[START MATERIAL PROVIDED]
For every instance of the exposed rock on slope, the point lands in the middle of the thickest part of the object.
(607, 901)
[END MATERIAL PROVIDED]
[START MATERIAL PROVIDED]
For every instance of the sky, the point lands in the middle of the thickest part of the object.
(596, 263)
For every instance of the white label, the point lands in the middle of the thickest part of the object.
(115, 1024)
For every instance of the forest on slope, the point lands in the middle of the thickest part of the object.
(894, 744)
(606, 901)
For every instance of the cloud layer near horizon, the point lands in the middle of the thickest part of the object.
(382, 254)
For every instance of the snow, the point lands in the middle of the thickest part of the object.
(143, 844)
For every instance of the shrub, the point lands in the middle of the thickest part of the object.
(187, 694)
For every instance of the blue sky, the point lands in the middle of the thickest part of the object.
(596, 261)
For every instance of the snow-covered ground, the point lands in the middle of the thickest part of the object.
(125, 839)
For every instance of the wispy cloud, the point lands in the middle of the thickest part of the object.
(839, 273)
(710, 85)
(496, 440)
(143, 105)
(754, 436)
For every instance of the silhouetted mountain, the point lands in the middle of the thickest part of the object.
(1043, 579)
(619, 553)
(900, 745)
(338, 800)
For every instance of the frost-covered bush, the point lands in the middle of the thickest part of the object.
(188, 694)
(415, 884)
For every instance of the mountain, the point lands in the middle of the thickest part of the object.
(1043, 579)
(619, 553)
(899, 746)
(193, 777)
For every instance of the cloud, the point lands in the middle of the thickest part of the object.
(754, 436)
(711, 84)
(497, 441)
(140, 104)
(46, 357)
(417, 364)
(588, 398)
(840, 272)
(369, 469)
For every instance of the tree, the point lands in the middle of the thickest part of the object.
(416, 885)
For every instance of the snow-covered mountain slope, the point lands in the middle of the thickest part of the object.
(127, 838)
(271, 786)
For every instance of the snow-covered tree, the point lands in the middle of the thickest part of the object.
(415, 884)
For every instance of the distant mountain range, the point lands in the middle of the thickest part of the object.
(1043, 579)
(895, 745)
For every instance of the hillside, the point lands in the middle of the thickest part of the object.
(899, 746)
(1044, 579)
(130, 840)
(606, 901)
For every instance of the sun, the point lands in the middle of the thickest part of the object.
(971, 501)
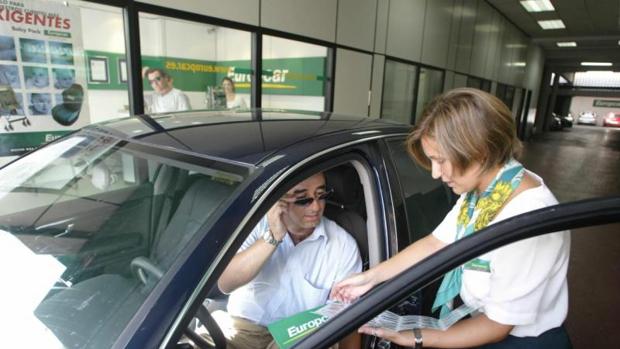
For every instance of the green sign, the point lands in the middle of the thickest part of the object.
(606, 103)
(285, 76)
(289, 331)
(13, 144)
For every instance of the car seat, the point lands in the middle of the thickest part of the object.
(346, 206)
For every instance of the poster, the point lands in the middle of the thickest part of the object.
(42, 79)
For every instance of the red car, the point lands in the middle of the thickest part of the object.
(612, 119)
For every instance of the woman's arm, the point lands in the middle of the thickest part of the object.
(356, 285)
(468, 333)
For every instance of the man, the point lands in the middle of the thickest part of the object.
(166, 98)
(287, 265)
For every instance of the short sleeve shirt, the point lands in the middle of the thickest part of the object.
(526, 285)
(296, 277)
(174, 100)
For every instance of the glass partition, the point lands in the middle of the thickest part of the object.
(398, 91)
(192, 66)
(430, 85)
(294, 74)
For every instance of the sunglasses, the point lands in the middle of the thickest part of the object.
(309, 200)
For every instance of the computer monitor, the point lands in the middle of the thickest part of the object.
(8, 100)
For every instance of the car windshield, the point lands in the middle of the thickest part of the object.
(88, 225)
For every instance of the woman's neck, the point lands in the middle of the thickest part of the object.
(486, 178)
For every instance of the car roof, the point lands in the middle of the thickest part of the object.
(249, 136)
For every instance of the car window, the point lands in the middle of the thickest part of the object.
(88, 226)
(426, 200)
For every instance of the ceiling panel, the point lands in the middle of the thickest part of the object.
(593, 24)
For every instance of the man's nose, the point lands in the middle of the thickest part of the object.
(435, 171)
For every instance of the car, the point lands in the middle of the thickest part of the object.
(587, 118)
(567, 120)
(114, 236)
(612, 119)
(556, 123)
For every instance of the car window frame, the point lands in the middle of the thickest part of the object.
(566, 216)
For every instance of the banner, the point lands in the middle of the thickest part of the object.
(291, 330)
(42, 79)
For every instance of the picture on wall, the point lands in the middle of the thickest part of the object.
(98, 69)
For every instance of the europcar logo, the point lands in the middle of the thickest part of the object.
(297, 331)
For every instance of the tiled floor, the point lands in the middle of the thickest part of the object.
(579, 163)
[END MATERIAL PROVIDED]
[START MATERIAL PROVIDED]
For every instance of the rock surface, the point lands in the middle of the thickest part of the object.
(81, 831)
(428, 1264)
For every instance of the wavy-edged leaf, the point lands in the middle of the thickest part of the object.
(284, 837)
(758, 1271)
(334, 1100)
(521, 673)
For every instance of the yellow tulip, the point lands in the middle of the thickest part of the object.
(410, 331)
[END MATERIAL PROVIDED]
*TASK BRIEF*:
Count the lines in the data above that contain the string "tree", treating uppercase and lowercase letters as different, and give only that number.

*SOLVED PROBLEM*:
2